# What you should do
In the budget article, rewrite everything from "ANNAPOLIS – Defying" down to "save $48 in taxes.", renaming "operating budget" as "general fund budget".
++++ Text block ++++
ANNAPOLIS – Defying the House of Delegates, the Senate on Tuesday passed an amended budget that dashes a proposed cut in property tax.
The approval sets the stage for negotiations — called a conference committee — between the upper chamber and the House later this week.
The Legislature is required to agree on the $26 billion budget by Monday.
While the Senate was voting on the operating budget, the House was introducing its capital budget proposal, which includes more than $250 million for public-school construction.
Senators had deemed unaffordable the House plan to roll back the property tax rate by a nickel to 8 cents for every $100 of assessed value. That means the owner of a house worth $100,000 would save $48 in taxes.
Gov. Robert Ehrlich, who in 2003 raised the rate to its current level to balance the budget, opposes the House proposal.
House Speaker Michael Busch, D-Anne Arundel, hinted that he might relent on pushing for the property-tax cut.
“You come down here, and you have give and take,” Busch said. “I hope the conferees will have a common ground.”
Delegates who supported the cut said rising property assessments and an improving economy would cushion the blow to state coffers.
Three Republican senators voted against the part of the budget related to revenue, which left out the property tax cut but raised criminal- and traffic-court fees and imposed a $45 monthly fee on participants in a program to assist convicted drunken drivers.
++++ Data section ++++
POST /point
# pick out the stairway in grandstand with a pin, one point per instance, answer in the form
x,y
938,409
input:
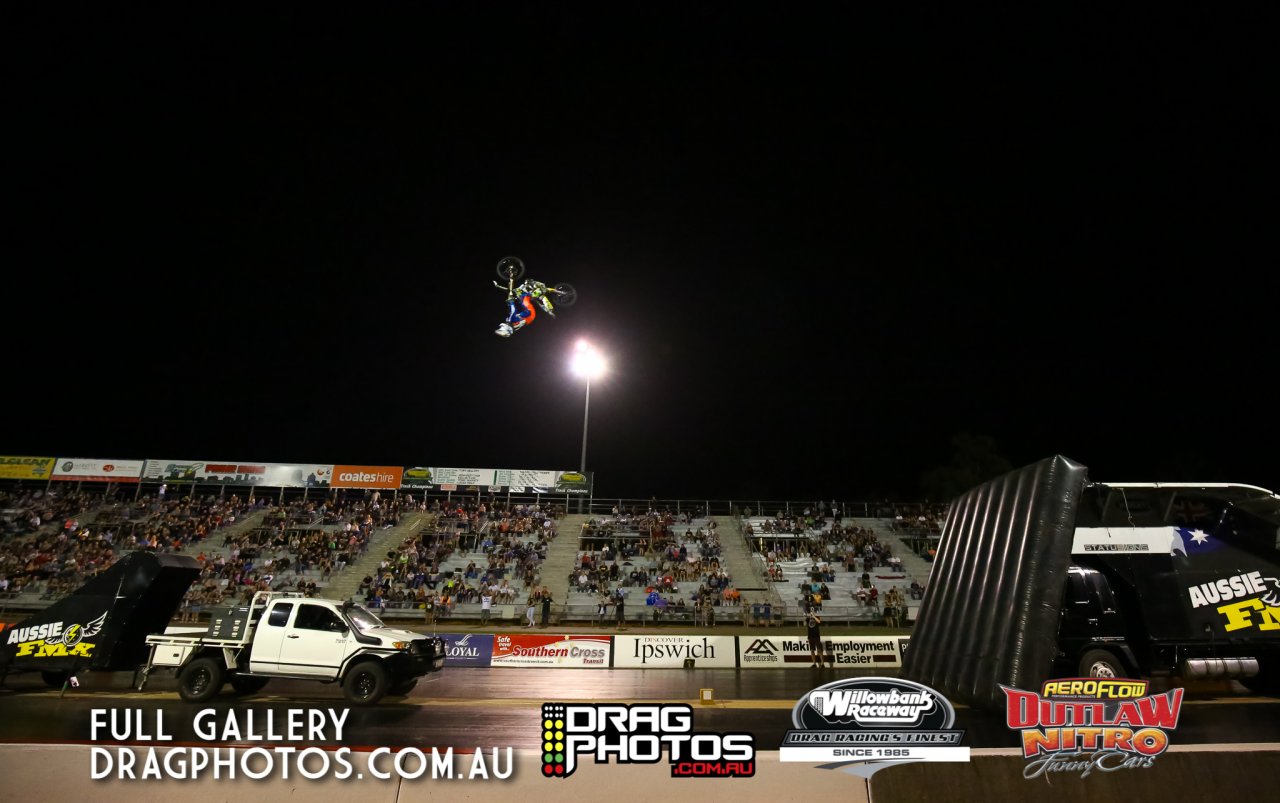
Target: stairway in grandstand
x,y
915,566
746,571
346,584
213,541
562,556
++++
# Answer section
ANNAPOLIS – Defying the House of Delegates, the Senate on Tuesday passed an amended budget that dashes a proposed cut in property tax.
The approval sets the stage for negotiations — called a conference committee — between the upper chamber and the House later this week.
The Legislature is required to agree on the $26 billion budget by Monday.
While the Senate was voting on the general fund budget, the House was introducing its capital budget proposal, which includes more than $250 million for public-school construction.
Senators had deemed unaffordable the House plan to roll back the property tax rate by a nickel to 8 cents for every $100 of assessed value. That means the owner of a house worth $100,000 would save $48 in taxes.